Point placement records:
######

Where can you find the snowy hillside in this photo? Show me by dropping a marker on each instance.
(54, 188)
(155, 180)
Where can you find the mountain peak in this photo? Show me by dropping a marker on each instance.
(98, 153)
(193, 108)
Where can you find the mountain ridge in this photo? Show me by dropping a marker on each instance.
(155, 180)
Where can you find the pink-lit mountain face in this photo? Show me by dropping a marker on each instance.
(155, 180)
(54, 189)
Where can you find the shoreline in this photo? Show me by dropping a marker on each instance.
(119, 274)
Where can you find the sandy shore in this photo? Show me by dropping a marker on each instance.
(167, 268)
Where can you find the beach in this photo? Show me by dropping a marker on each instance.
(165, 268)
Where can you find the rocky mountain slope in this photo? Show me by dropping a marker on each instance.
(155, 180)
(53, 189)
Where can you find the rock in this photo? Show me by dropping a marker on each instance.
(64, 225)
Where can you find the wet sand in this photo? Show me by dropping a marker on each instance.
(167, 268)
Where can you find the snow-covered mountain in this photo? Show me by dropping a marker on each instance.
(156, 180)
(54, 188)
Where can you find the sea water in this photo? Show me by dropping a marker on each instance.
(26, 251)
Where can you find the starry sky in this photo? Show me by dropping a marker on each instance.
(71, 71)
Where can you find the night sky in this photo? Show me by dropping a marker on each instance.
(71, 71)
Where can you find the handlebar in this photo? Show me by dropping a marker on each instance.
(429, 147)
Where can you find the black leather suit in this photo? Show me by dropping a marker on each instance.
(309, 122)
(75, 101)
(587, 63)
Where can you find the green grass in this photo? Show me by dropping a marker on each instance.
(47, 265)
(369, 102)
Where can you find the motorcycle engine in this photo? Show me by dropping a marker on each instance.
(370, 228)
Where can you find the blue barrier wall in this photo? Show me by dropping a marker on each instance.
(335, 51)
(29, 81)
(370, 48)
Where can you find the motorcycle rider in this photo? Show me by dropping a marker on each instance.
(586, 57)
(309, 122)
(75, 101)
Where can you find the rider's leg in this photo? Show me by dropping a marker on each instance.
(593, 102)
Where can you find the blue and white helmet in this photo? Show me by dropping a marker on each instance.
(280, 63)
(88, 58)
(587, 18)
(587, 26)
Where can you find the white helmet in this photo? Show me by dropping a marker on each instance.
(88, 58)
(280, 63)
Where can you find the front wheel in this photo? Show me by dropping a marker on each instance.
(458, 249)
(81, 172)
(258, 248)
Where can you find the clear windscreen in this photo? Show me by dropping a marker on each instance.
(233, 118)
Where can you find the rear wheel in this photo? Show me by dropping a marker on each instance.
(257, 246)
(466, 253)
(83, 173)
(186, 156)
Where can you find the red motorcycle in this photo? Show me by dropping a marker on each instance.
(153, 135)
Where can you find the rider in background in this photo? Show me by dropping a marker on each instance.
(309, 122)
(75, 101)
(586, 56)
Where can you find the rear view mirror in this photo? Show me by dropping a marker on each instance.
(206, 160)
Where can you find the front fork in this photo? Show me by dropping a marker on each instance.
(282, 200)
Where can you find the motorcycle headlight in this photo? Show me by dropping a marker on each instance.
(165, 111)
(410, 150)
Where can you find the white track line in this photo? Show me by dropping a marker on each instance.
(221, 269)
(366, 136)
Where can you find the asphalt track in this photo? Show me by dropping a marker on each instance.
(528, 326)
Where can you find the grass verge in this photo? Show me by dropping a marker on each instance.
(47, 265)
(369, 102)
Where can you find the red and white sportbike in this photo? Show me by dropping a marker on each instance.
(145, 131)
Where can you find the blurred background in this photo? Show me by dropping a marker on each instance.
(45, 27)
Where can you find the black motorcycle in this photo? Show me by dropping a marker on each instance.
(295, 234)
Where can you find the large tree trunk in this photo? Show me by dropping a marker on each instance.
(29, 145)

######

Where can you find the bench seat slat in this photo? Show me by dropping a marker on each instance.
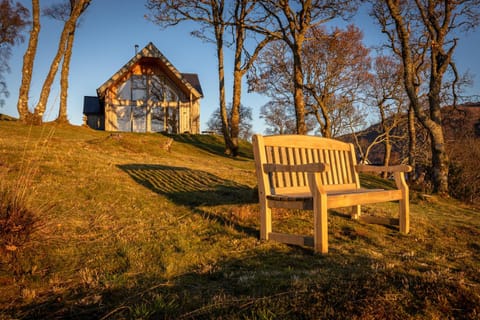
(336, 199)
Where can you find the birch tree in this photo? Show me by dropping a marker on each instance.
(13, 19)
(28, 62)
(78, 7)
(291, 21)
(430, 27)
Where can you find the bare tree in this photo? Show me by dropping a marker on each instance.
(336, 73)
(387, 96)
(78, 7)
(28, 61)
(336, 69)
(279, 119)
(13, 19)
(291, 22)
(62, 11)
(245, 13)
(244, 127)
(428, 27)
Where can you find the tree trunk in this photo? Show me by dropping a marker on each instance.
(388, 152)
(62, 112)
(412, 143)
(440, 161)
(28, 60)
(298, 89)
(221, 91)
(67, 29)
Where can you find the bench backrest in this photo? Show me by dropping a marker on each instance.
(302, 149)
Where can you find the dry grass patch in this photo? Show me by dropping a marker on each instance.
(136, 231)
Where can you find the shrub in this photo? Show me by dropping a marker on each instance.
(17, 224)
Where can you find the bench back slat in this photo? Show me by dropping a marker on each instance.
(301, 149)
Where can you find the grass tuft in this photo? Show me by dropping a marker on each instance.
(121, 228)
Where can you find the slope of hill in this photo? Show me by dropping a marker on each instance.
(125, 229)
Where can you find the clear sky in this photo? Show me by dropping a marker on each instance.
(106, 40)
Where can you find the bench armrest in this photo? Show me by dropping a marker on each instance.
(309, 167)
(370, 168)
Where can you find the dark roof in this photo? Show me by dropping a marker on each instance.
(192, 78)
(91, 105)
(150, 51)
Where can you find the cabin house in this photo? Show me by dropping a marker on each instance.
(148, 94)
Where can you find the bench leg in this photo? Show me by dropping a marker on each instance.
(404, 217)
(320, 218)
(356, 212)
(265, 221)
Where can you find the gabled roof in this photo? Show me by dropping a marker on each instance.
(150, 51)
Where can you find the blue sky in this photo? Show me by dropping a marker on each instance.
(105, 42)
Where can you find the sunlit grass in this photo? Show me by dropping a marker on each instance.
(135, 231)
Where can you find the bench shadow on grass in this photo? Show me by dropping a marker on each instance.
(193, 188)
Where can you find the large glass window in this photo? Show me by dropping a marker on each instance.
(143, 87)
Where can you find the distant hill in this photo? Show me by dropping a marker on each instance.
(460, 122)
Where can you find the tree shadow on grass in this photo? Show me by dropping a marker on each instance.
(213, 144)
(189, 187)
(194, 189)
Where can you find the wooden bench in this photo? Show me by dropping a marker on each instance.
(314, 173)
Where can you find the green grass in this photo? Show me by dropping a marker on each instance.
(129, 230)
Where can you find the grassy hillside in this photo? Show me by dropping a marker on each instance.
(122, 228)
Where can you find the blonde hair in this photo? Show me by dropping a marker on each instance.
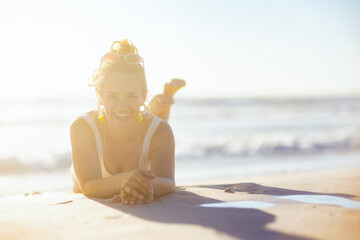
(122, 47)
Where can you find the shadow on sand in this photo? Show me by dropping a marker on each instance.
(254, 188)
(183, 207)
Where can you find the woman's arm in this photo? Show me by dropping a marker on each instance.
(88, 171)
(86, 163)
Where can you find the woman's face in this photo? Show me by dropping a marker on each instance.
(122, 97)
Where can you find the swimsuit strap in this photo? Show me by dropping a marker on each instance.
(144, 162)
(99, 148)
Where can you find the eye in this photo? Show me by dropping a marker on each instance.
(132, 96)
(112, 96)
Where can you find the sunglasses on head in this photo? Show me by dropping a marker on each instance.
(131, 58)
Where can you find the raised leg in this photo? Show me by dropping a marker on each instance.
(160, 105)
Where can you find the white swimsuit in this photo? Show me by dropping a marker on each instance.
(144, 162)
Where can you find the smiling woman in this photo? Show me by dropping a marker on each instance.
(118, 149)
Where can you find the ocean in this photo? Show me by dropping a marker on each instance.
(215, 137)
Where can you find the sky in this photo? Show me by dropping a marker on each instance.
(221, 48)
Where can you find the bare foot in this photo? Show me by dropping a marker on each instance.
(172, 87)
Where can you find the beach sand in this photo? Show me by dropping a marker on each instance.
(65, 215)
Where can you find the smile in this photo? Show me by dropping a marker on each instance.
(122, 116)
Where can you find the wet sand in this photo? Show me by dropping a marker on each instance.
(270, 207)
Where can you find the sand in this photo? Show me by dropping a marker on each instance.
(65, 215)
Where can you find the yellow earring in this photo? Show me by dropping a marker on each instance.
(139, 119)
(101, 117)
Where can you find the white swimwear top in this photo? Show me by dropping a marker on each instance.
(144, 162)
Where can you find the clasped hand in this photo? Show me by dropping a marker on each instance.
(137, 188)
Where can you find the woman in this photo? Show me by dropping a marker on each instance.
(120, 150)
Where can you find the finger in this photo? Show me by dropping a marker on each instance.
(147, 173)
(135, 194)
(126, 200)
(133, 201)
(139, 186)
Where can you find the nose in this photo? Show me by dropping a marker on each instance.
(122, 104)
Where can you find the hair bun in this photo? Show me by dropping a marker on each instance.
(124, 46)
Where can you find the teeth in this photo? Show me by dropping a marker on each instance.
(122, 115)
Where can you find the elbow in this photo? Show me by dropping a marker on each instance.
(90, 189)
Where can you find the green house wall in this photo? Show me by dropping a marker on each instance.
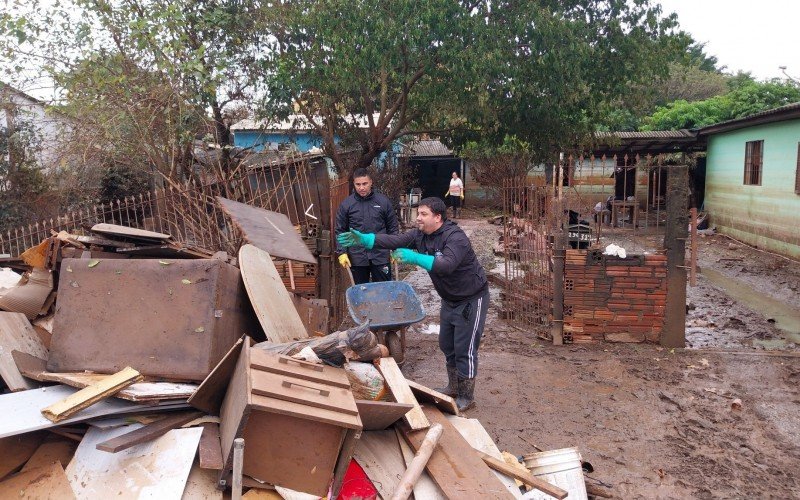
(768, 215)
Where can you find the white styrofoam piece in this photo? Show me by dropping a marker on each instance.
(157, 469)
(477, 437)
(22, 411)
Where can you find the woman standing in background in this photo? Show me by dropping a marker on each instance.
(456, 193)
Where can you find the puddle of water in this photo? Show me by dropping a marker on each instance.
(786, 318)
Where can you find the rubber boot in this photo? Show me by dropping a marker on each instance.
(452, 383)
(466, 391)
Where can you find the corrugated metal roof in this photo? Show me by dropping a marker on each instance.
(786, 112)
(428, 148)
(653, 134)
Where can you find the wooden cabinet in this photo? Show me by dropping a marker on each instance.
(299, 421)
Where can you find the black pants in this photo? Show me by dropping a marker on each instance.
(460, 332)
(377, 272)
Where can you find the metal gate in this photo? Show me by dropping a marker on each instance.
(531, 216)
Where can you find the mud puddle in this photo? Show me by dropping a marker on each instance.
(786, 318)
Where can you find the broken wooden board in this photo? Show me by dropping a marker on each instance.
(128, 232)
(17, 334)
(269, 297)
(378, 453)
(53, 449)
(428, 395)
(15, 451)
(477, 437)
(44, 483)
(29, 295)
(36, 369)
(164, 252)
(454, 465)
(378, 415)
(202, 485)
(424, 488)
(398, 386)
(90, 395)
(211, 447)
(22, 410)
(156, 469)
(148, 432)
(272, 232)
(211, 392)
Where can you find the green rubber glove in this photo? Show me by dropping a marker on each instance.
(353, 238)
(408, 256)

######

● The task
Return every line of the material above that contains the word "roof".

● Worked solution
Where can you find the dark roof in this photo? Show me by dropping a marker on each instance.
Where can you find the gabled roof in this photo? Show me by dropping a marker on each instance.
Where can you find the corrugated metal roof in this photo? Show me by dropping a marker on each instance.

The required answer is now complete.